[Natural language region descriptions]

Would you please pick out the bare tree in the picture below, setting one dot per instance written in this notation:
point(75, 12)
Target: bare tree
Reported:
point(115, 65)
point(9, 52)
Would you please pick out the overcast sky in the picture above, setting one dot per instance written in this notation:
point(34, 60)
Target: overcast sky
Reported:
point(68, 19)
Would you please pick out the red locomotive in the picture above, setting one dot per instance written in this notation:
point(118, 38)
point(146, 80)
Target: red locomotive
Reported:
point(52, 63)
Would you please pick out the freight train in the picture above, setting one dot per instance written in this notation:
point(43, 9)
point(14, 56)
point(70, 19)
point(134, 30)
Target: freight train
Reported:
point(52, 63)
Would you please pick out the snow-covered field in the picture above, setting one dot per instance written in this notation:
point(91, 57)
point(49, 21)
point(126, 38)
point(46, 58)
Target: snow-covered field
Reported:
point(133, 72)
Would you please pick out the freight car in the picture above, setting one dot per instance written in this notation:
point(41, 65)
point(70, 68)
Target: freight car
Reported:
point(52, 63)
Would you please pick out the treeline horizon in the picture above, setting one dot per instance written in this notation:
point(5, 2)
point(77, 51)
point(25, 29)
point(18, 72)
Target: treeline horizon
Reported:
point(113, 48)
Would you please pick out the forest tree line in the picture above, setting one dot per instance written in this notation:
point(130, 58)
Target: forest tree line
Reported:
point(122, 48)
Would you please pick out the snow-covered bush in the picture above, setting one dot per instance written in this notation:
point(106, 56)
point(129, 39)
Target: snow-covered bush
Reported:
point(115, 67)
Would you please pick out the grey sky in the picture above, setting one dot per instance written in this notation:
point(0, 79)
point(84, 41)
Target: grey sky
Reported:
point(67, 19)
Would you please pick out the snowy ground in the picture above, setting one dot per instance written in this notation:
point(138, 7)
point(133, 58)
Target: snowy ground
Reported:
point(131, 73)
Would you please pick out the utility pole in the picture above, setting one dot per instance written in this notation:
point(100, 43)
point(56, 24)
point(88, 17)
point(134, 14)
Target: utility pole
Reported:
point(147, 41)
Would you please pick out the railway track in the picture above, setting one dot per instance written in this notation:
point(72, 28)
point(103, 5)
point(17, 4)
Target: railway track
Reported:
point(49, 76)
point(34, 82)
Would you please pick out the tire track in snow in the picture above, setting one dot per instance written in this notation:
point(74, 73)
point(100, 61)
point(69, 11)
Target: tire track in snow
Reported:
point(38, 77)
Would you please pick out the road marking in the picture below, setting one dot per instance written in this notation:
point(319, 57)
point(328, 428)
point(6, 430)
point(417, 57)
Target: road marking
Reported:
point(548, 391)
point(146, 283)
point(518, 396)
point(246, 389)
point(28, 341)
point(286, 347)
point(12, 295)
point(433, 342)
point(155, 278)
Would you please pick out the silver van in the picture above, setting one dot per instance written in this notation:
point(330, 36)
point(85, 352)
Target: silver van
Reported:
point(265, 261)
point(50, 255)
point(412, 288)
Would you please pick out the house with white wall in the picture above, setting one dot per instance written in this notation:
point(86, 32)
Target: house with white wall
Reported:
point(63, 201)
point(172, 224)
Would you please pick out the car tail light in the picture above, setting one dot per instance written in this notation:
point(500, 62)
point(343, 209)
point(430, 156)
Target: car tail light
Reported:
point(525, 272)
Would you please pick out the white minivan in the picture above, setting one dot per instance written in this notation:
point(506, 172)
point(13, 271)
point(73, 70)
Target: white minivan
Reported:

• [EXERCISE DETAILS] Your answer should be all lines from the data that contain "silver".

• [SOLUTION TO THIS EXERCISE]
Would you please pick out the silver van in the picture above, setting one dot per instance written in this notation:
Target: silver van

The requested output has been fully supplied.